[Items from a dataset]
****************
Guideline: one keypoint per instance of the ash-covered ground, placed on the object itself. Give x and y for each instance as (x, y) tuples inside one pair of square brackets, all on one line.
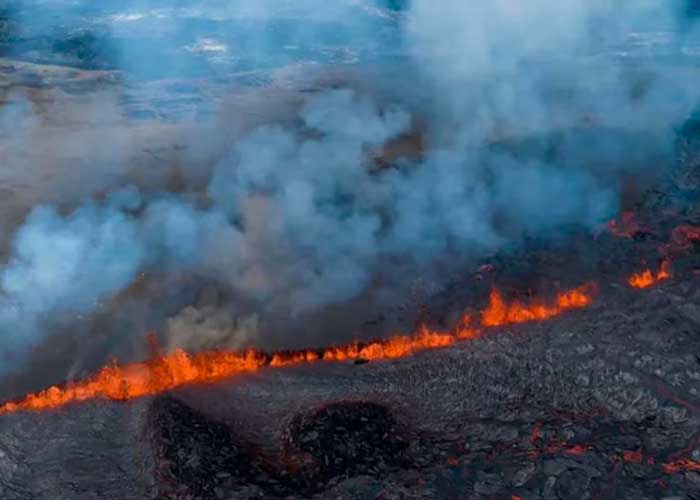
[(599, 403), (602, 403)]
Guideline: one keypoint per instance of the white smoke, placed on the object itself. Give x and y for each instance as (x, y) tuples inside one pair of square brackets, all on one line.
[(295, 218)]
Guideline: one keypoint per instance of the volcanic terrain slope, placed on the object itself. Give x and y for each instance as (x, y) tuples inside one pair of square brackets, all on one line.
[(598, 403)]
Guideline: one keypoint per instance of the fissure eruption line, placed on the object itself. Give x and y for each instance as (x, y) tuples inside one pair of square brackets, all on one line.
[(164, 372)]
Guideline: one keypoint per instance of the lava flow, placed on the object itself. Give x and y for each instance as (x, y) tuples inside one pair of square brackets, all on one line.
[(168, 371), (647, 278), (499, 313)]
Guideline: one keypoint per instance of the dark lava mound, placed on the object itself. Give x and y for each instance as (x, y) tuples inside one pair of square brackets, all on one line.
[(349, 439)]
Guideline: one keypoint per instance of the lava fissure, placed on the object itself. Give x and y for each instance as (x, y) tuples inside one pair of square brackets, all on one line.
[(164, 372)]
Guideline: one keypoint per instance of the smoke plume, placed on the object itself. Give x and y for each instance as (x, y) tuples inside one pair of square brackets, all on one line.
[(530, 115)]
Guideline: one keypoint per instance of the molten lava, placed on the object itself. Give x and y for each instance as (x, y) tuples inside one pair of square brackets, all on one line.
[(647, 278), (500, 313), (167, 371), (682, 465)]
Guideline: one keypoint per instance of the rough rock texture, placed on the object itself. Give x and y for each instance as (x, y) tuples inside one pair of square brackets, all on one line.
[(593, 404)]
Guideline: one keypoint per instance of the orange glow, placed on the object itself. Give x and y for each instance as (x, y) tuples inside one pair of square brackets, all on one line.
[(164, 372), (683, 465), (634, 457), (627, 227), (577, 449), (140, 379), (500, 313), (647, 278)]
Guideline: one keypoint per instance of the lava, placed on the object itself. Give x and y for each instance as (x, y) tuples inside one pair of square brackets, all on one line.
[(164, 372), (682, 465), (647, 278), (500, 313)]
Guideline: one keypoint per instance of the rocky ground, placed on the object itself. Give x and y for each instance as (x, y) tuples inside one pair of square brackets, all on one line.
[(602, 403)]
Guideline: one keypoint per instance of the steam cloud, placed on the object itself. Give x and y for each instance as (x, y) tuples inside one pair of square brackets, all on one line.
[(296, 217)]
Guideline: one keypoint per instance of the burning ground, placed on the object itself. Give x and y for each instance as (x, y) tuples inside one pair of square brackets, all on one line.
[(360, 288), (600, 401)]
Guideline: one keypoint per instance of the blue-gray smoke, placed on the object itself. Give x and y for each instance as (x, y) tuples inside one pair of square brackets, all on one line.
[(297, 217)]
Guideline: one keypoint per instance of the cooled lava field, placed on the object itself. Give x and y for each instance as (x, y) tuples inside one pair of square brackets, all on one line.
[(363, 250)]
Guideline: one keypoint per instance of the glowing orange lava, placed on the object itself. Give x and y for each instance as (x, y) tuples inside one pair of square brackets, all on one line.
[(168, 371), (682, 239), (647, 278), (683, 465), (500, 313)]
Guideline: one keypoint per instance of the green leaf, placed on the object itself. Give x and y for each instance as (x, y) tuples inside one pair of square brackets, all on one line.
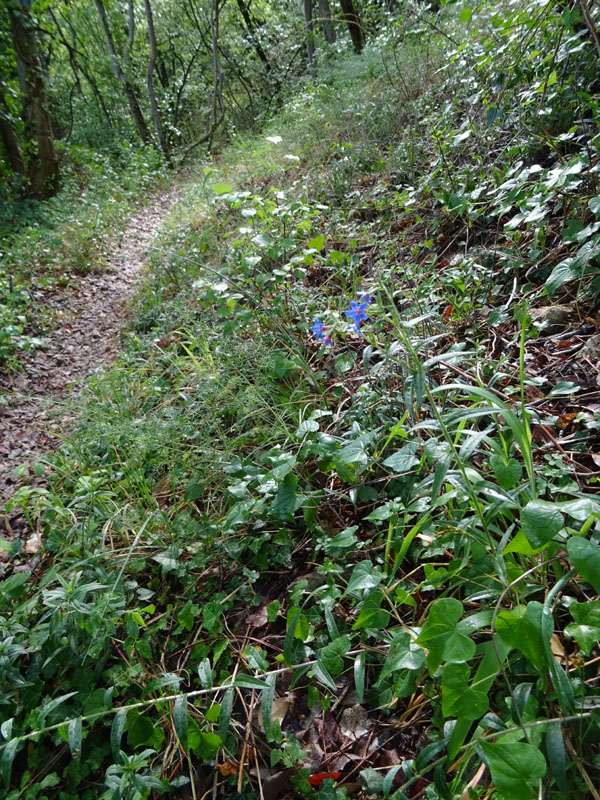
[(268, 696), (116, 732), (514, 766), (8, 756), (185, 617), (211, 617), (541, 521), (509, 473), (142, 732), (75, 736), (404, 459), (208, 745), (364, 576), (586, 628), (403, 654), (458, 698), (557, 757), (225, 715), (440, 637), (205, 674), (317, 243), (585, 557), (359, 675), (330, 656), (371, 615), (180, 719), (521, 629)]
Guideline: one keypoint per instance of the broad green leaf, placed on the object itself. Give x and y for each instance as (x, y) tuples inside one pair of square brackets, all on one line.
[(330, 656), (211, 616), (403, 654), (440, 637), (514, 767), (364, 576), (371, 615), (585, 557), (521, 629), (207, 746), (317, 243), (458, 698), (541, 521), (180, 719), (404, 459), (142, 732)]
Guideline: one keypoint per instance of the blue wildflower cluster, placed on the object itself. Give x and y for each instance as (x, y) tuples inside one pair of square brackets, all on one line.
[(357, 313)]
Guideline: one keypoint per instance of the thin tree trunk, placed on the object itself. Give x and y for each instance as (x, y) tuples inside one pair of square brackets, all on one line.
[(9, 140), (351, 17), (309, 32), (42, 167), (217, 109), (250, 27), (134, 107), (164, 145), (327, 21)]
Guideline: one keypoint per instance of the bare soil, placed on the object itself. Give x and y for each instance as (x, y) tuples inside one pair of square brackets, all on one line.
[(85, 340)]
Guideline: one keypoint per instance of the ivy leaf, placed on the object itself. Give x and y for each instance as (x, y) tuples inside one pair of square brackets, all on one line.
[(458, 698), (371, 615), (541, 521), (514, 767), (585, 557), (521, 628), (440, 637)]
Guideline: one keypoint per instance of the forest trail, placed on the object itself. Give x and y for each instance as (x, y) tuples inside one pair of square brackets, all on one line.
[(89, 320)]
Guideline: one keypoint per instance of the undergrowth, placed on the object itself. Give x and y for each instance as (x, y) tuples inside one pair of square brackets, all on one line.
[(47, 246), (330, 528)]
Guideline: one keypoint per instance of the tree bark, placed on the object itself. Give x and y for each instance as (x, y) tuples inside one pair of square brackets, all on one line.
[(310, 34), (351, 17), (160, 132), (9, 140), (42, 166), (129, 89), (251, 28), (327, 21)]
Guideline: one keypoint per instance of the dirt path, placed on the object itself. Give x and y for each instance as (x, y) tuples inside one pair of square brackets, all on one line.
[(86, 340)]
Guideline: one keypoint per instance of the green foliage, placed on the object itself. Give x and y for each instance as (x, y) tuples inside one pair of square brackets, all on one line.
[(250, 519)]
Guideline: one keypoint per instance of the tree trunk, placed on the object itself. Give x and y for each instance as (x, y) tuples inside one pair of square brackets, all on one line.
[(250, 27), (9, 140), (129, 89), (309, 30), (164, 145), (42, 166), (351, 17), (327, 21)]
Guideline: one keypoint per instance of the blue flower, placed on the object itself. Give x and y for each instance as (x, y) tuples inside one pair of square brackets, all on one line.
[(317, 329), (356, 312)]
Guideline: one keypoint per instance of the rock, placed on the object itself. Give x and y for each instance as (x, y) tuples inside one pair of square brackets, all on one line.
[(551, 319)]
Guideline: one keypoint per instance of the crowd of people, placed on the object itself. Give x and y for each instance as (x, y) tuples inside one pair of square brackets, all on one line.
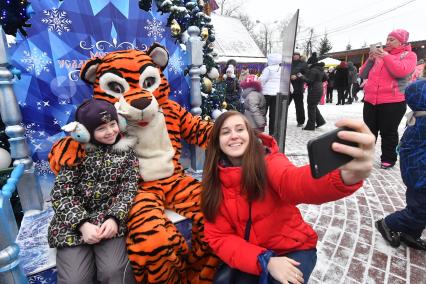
****************
Pictures excluded, set down all the entries exactly.

** Exercise response **
Guideline: one keypoint per instance of the ash-covered ground, placed on the object itself. Give x and y for each instance as (x, y) tuples inside one pair of square brackets, all on one line.
[(599, 403), (602, 403)]
Guideline: one keypoint per instance of the white smoke, placed on the object itself. Give x and y for each instance as (x, y) tuples inside one pair of square brackets, all on one line.
[(295, 218)]
Guideline: one keypoint per instance of the volcanic terrain slope, placed on the object itself. Give x and y for each instance as (x, y) tuples inside one pair of square brackets, all on one line.
[(598, 403)]
Guideline: one keypoint per instance of the fissure eruption line, placed on the object itself. Give x and y for each instance as (x, y) tuples inside one pair of square brackets, all on one line.
[(164, 372)]
Guideline: one keypoint per instance of the lava flow, placed on the object itself. Give x and y for each instance as (x, y) tuples inside one pair of square brackets, all on one line.
[(168, 371), (647, 278), (499, 313)]
Guideline: one keypoint per instance of the dark lava mound, placed on the object itself. Give x and y for each instance as (x, y) tuples inside one pair of square brackets, all on one line.
[(349, 439)]
Guideline: one keypoint per instance of the lava fissure, placed on the object itself. Give x and y for each instance as (x, y) tuples inside one pair of square brackets, all on one line.
[(164, 372)]
Guideline: one keypoint per instance of the smoke plume, placed on the object itself. Give x and y for each instance as (x, y) tuples inside one pair of square brackets, all on one line.
[(530, 115)]
Guideline: one keypoint per instance of the molten lava, placed on the object itself. Give x and y for each instance as (x, y) tuples inside one pair of square brackets, all on one line.
[(647, 278), (500, 313), (167, 371), (682, 465)]
Guideline: one keypoint per instance of the rough rock texture, placed on the object itself. Give x and y for each instance as (x, y) tuples inside one pair of square brackets, all on one line.
[(593, 404)]
Guideline: one keypoint per instance of the orange glow, placed on the object itself. Give x and y for each instance as (x, y) tuples inside one pair of square brackets, all on one line.
[(164, 372), (683, 465), (634, 457), (627, 227), (577, 449), (140, 379), (500, 313), (647, 278)]
Guideline: one keypoint per instance of the lava, placed on the object itself. Give x and y for each instance as (x, y) tuples inside one pair of square brackets, all on one line.
[(164, 372), (682, 465), (647, 278), (500, 313)]
Guideline: one keypoint per instance of the rocky ground, placed on the object itself. Give x and y for each instance as (x, y) tuples inside one pair of square brackets, all on one line.
[(602, 403)]
Guideline: one keypoint per instance of the steam cloud, placed on the object itself. Give x and y for each instance as (x, y) tuples inside one pair of square brackets, all on one line.
[(296, 217)]
Guideline: one keypoint per instance of the burning ground, placed on the object itself. Give x and y for each instance as (x, y) tuples inside one pair of square brackets, all on one line.
[(360, 288), (600, 401)]
Guideline: one keypoint per instance of the blue-gray smoke, placed on the object itself. Give x and y for each instance as (x, y) tuples inside one pair of square brackets, all on one line.
[(297, 217)]
Guideline: one keypoint per instance of the cooled lava field, placed on the object itself. Give x and y for each instance as (x, y) tuples inside one pair of square brackets, all on one line.
[(363, 250)]
Guideline: one keypoint per instance of the glowing orange lava, placed on the object itself. Give x and y for each instance as (x, y) tuples inside one pair of square brackets, all on one line.
[(168, 371), (682, 239), (647, 278), (683, 465), (500, 313)]
Guideline: one keypoint per instance of the green leaf, placed on the object itself. Give x and y for each instance as (x, y) tuples inside one pair of square brackets, all on one line.
[(268, 696), (116, 732), (514, 766), (8, 756), (185, 617), (211, 617), (541, 521), (509, 473), (142, 732), (75, 736), (404, 459), (208, 745), (364, 576), (586, 628), (403, 654), (458, 698), (557, 757), (225, 715), (440, 637), (205, 674), (317, 243), (585, 557), (359, 675), (330, 656), (371, 615), (180, 719), (521, 629)]
Guideline: one keypoint per instance of the broad green leaf, placed on the object itself. Give x and y for each instance as (x, y) tuples inside one pair of square brackets, all on one line.
[(330, 656), (211, 616), (403, 654), (440, 637), (514, 767), (364, 576), (371, 615), (585, 557), (521, 629), (207, 746), (317, 243), (458, 698), (541, 521), (180, 719), (404, 459), (142, 732)]
Guideline: one keypoint per instance of the blue wildflower cluster, placed on the object itself. Give x and y for each instance as (x, y) tuples inside one pair of square brackets, all on one line.
[(357, 313)]
Guideline: one keypoint per instance of the thin tree trunk, placed on the object itself. Give x and y for each instance as (x, y) tuples inside one pair of square brackets, all on one line.
[(9, 140), (351, 17), (309, 32), (42, 167), (217, 109), (250, 27), (134, 107), (164, 145), (327, 21)]
Guideline: one keypoint per instance of the bare soil, placed on the object itself. Give x and y for each instance as (x, y) tuples inside one pair of square brackets, all on one line.
[(85, 340)]
Guideline: one keypoint per instance of the ivy leaf, placed on the object itself. Give x and y for each instance as (x, y) tuples inside one pair of square brackets, all on one line.
[(458, 698), (371, 615), (541, 521), (514, 767), (585, 557), (521, 628), (440, 637)]
Guideline: one keypoint per instance of the forest trail, placed on the object itself. Give x and y for each instance as (x, y) tuples inside one pair of square brackets, all on one line.
[(89, 320)]
Guideline: one keypoint per instance of the undergrowth, placed on the object itself. Give x and y for each instance as (x, y) tuples inside one pair of square brackets, all on one line.
[(47, 246), (330, 528)]
Guideline: one keypoint per instance of the tree bark, placed on the object itself. Give x and y for each instance as (x, y) tuples inside one pair of square brackets, all on one line.
[(310, 34), (351, 17), (160, 132), (9, 140), (42, 166), (129, 89), (251, 28), (327, 21)]
Guideline: one keypoint per instance of the dirt path, placed on the object itself. Give x and y for each instance as (x, y) tuples inside one pair of square brackets, all on one line.
[(86, 340)]
Guideline: one keypoint per instance of the green foliage, placed on the object itself. Give x and y for each instance as (x, y) tuples inside one pair of square brackets, all on one line.
[(250, 519)]
Guideline: one keypoint per instance of the tree trunk, placed on the object itself. Give x and y for each instance as (x, y) tuples inside one pair of square brackets, all on one line.
[(250, 27), (9, 140), (129, 89), (309, 30), (164, 145), (42, 166), (351, 17), (327, 21)]
Guideline: one keypoint per instance of the blue flower, placed on the object itself. Give x and y for each instance as (x, y) tuples inside one pair of square brackets, all on one line.
[(317, 329), (356, 312)]
Guideline: one keypoint per instance of the rock, placed on the object itself. Give x and y for each instance as (x, y) tuples inside one pair of square brackets, all on one line.
[(551, 319)]
Guideline: one keypoint per instance of the crowd of people, placed on the object itself. Give x and y for each instance as (x, y) tuples inside one pair of square brackets, all on one line.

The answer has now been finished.